From the entries, filter out every line that lacks "rear" and copy the rest.

Provided entries START

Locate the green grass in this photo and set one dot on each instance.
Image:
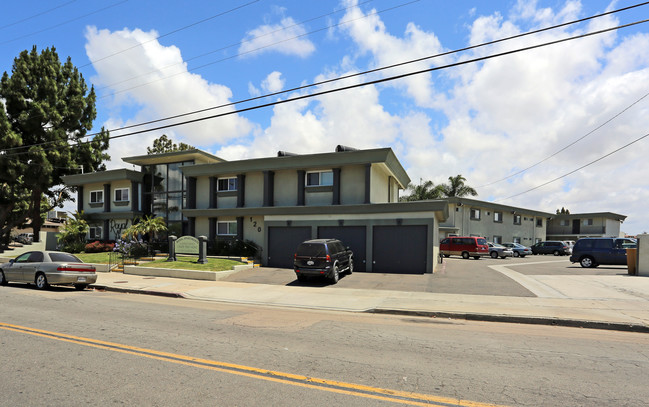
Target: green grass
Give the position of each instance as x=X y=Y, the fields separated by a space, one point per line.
x=96 y=258
x=189 y=263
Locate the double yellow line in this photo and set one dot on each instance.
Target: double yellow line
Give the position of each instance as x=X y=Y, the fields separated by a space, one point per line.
x=408 y=398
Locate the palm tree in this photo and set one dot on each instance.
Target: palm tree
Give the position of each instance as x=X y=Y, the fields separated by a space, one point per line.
x=421 y=192
x=457 y=188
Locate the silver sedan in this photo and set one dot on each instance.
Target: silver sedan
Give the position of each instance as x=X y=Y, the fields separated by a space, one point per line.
x=43 y=268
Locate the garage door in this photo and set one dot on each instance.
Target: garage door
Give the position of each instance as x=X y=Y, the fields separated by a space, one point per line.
x=282 y=242
x=400 y=249
x=351 y=236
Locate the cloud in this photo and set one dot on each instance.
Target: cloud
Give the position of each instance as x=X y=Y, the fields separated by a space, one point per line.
x=148 y=96
x=287 y=37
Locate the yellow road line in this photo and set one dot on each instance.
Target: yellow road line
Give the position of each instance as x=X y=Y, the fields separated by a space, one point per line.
x=352 y=389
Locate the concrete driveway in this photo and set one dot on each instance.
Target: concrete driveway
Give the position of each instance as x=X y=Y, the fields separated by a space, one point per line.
x=520 y=277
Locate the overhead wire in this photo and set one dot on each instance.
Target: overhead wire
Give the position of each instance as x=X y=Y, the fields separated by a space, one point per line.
x=373 y=82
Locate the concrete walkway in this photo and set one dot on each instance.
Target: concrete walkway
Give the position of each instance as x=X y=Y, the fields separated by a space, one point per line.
x=616 y=302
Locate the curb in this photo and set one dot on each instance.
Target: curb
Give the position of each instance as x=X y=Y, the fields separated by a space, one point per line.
x=515 y=319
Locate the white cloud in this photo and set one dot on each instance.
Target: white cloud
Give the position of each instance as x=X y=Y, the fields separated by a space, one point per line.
x=287 y=37
x=148 y=62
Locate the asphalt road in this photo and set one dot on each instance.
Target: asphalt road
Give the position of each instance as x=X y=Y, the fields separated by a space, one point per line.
x=456 y=276
x=69 y=348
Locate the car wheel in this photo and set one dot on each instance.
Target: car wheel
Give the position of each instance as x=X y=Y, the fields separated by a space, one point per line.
x=335 y=275
x=41 y=281
x=587 y=262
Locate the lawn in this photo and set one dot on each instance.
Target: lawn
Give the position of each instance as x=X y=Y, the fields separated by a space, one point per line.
x=189 y=263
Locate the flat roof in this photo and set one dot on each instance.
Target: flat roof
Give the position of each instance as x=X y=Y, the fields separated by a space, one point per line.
x=175 y=156
x=305 y=161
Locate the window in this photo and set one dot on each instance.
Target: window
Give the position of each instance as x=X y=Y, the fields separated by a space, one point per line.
x=226 y=228
x=121 y=195
x=226 y=184
x=96 y=196
x=95 y=232
x=320 y=178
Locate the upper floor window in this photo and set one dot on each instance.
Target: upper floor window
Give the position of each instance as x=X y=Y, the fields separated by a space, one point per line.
x=226 y=184
x=121 y=195
x=96 y=196
x=226 y=228
x=319 y=178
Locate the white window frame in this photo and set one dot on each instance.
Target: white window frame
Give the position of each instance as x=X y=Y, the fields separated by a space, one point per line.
x=97 y=232
x=99 y=193
x=229 y=188
x=320 y=181
x=121 y=190
x=229 y=227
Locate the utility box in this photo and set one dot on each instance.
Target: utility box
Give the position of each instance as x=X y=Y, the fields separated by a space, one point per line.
x=643 y=255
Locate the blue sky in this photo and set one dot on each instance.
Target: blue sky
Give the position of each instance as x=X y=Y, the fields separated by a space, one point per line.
x=486 y=121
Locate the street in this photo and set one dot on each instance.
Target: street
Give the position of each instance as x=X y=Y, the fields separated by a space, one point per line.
x=63 y=347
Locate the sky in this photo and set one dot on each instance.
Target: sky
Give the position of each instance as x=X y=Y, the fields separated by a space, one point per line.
x=552 y=127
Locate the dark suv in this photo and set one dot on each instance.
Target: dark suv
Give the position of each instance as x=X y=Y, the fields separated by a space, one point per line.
x=323 y=257
x=591 y=252
x=556 y=247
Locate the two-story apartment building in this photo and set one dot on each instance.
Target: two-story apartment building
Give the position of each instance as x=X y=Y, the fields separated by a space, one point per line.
x=578 y=225
x=275 y=202
x=497 y=223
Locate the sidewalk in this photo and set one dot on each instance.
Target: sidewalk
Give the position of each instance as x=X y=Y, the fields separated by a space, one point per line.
x=614 y=304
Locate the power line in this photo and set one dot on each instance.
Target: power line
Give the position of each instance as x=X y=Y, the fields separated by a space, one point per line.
x=63 y=23
x=577 y=169
x=173 y=32
x=36 y=15
x=569 y=145
x=374 y=82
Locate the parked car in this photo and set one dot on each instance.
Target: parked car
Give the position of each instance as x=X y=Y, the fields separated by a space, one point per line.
x=497 y=250
x=43 y=268
x=464 y=246
x=322 y=257
x=518 y=249
x=556 y=247
x=591 y=252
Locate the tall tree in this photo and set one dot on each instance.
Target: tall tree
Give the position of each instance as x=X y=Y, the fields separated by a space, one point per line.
x=163 y=144
x=45 y=117
x=457 y=188
x=423 y=191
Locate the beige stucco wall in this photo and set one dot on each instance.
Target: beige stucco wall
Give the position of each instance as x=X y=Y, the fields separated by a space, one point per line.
x=202 y=193
x=352 y=185
x=285 y=192
x=254 y=189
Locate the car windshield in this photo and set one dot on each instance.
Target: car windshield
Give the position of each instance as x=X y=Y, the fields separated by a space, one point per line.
x=311 y=250
x=64 y=258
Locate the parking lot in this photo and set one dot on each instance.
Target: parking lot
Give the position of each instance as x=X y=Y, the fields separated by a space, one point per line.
x=455 y=276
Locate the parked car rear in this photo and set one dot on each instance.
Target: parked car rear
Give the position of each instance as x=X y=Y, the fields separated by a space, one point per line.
x=556 y=247
x=465 y=246
x=322 y=257
x=591 y=252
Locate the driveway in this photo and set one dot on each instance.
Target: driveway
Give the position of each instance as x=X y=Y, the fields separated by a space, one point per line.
x=455 y=276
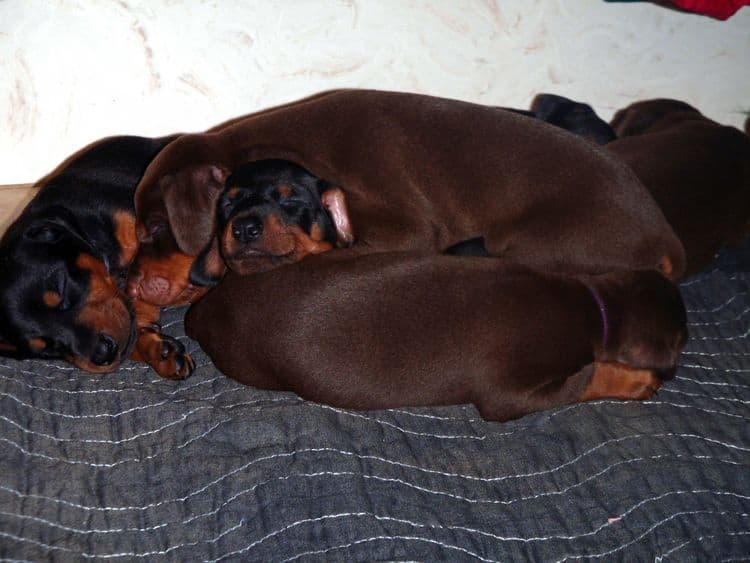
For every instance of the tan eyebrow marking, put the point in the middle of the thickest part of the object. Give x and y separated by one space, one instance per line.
52 299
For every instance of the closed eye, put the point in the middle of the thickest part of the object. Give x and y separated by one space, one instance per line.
56 296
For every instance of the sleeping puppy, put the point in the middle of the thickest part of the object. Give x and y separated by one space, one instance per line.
274 212
697 170
575 117
399 329
420 173
64 262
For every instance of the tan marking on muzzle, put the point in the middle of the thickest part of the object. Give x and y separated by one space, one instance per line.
52 299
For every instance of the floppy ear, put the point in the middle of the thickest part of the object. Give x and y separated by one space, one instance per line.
334 201
209 267
190 199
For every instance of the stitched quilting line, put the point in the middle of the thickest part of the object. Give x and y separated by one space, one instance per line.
294 453
677 548
390 538
648 531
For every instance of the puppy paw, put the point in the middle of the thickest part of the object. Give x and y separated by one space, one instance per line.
163 353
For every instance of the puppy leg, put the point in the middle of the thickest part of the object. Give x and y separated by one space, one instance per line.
163 353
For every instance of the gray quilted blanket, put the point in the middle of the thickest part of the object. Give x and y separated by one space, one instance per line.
129 467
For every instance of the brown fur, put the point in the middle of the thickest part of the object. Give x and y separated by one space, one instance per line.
394 329
421 174
697 170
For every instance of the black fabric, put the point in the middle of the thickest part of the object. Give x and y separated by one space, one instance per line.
131 467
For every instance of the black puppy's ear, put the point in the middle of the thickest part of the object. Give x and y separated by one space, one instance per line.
334 201
209 267
190 199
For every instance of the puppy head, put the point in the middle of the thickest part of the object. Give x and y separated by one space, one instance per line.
646 318
642 117
271 213
572 116
59 301
175 223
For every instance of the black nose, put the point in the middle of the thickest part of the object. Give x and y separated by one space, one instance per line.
247 229
105 351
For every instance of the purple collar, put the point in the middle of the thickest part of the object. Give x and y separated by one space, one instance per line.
602 312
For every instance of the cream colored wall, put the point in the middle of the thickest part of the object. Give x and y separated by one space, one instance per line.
74 71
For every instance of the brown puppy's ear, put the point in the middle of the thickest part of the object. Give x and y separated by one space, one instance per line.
209 266
190 197
334 201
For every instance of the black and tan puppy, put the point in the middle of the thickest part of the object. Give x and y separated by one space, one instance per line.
64 262
395 329
420 174
575 117
274 212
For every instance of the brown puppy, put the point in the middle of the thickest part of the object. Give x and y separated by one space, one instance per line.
396 329
697 170
419 173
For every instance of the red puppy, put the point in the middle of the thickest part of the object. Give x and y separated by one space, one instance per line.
418 173
697 170
394 329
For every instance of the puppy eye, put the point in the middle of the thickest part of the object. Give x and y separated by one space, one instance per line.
290 205
56 295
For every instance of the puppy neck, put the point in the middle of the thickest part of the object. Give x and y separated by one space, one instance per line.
602 307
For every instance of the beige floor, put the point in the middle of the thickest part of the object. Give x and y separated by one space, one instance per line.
12 200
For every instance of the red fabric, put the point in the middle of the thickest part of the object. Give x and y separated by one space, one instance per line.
720 9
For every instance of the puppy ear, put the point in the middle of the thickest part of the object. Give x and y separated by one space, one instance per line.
334 201
209 266
190 199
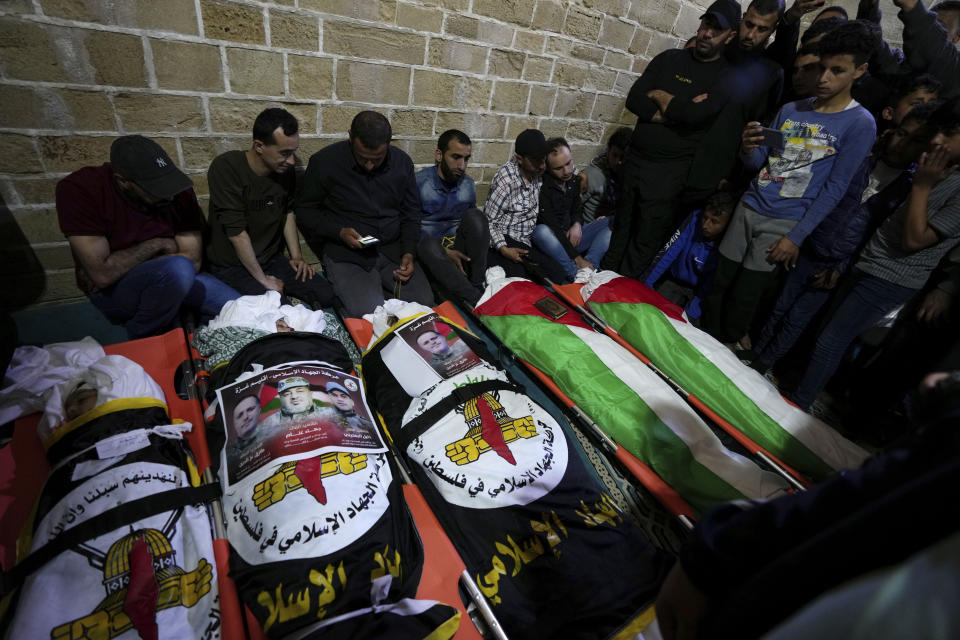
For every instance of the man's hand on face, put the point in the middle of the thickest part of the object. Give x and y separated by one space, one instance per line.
459 258
405 271
752 137
351 238
303 269
933 167
575 233
272 284
514 254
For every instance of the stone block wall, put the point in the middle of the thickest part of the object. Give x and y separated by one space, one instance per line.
193 74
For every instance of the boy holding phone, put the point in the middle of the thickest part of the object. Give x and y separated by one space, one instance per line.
899 257
826 139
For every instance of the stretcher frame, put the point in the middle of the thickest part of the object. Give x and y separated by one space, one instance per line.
362 333
443 569
570 295
24 467
668 498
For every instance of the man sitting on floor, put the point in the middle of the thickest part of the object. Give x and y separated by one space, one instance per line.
453 233
513 206
251 215
359 209
560 232
134 227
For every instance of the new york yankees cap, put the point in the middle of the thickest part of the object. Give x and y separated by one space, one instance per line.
145 162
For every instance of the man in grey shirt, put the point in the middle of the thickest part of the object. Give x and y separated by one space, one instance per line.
899 257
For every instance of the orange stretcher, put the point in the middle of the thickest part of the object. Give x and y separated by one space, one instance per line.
362 331
24 468
442 566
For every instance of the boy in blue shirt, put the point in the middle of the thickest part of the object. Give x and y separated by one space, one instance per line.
826 139
683 271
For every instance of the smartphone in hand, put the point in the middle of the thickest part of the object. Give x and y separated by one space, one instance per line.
550 307
774 138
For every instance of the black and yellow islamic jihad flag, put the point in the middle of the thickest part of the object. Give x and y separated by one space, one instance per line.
325 547
546 545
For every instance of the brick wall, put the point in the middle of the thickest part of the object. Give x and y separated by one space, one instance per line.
193 74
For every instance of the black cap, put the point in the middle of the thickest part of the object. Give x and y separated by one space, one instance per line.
146 163
532 144
726 13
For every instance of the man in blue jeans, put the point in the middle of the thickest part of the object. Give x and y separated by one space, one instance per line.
454 236
560 232
134 227
900 256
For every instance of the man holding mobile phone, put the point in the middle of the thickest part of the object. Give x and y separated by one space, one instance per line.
360 210
827 139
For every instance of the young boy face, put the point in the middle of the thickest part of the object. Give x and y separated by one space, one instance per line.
837 73
714 223
896 113
951 140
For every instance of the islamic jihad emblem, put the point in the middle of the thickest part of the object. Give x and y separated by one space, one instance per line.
488 428
141 577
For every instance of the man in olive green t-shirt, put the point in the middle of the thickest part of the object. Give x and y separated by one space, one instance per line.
251 217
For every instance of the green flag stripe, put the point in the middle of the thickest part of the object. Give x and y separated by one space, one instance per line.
651 332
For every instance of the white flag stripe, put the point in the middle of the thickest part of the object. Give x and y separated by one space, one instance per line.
739 472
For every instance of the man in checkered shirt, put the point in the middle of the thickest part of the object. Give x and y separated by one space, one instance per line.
512 208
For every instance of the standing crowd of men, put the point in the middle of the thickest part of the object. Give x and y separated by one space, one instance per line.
759 185
788 198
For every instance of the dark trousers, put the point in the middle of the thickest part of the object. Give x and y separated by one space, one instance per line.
796 306
473 240
316 290
869 299
148 297
647 211
541 261
362 290
729 307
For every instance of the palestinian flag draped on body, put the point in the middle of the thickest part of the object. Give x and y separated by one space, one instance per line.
625 398
711 372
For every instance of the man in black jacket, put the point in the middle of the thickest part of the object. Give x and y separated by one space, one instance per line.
360 210
560 232
675 100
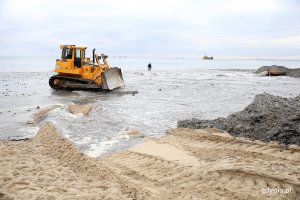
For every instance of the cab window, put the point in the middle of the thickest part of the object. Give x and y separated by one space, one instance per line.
78 54
68 53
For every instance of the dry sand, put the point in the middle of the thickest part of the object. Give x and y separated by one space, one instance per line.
184 164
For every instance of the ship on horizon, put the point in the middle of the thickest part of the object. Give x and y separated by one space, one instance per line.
205 57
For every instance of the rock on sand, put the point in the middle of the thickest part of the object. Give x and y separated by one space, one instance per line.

Provided entries END

Solution to the problem:
Locate the parked car rear in this photo and set one dot on each instance.
Target: parked car rear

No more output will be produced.